TASK INSTRUCTIONS ->
Rewrite the records from the line containing "Check that each instance of the signpost carries" through the end of the records, substituting "open sky" for "sky" and leaving everything else unchanged.

TASK MATERIAL ->
○ ○ ○
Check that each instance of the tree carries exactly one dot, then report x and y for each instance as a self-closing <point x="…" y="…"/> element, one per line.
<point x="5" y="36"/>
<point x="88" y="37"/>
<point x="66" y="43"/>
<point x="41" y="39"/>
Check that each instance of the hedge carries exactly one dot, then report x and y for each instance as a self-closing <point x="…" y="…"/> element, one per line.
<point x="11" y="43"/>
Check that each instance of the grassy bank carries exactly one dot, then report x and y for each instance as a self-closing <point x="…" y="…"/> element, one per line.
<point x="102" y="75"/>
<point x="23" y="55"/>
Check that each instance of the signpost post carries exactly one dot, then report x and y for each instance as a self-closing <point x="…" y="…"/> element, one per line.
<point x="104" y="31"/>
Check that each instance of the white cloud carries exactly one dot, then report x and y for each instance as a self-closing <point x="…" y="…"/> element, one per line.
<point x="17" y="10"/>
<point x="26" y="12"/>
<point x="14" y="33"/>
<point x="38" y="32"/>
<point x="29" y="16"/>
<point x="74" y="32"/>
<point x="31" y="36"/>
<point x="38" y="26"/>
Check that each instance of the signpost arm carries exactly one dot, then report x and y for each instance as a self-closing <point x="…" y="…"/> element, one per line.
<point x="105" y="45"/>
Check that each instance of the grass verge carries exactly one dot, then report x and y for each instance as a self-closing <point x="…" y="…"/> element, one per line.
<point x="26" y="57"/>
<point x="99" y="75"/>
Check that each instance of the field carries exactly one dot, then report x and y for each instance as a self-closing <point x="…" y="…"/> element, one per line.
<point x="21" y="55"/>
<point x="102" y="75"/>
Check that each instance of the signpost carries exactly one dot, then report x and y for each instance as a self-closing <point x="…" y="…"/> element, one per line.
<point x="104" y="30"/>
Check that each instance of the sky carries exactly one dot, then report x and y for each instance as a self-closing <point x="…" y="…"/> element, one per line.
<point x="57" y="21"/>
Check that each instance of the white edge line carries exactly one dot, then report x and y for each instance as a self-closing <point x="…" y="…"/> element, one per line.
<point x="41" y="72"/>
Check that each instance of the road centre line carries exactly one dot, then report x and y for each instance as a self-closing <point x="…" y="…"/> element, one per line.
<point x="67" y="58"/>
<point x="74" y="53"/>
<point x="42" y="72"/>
○ ○ ○
SOLUTION TO THIS EXERCISE ->
Check that each instance of the signpost carries exactly one dot, then report x and y for each instance as a self-closing <point x="…" y="…"/> element, one per line.
<point x="104" y="30"/>
Check that each instance of the open sky carries exactly one dot, then report x and y for each instance as a self-closing <point x="…" y="…"/> element, one per line.
<point x="57" y="21"/>
Check that each instance of the white edge line carries exactly one dot, then report x and y for each instance as a self-closing <point x="…" y="…"/> element, one per line.
<point x="41" y="72"/>
Check that each instance of the road centre line carries exactly one dot, then report x and y for each instance as a self-closing <point x="…" y="…"/> element, one per line.
<point x="67" y="58"/>
<point x="74" y="53"/>
<point x="42" y="72"/>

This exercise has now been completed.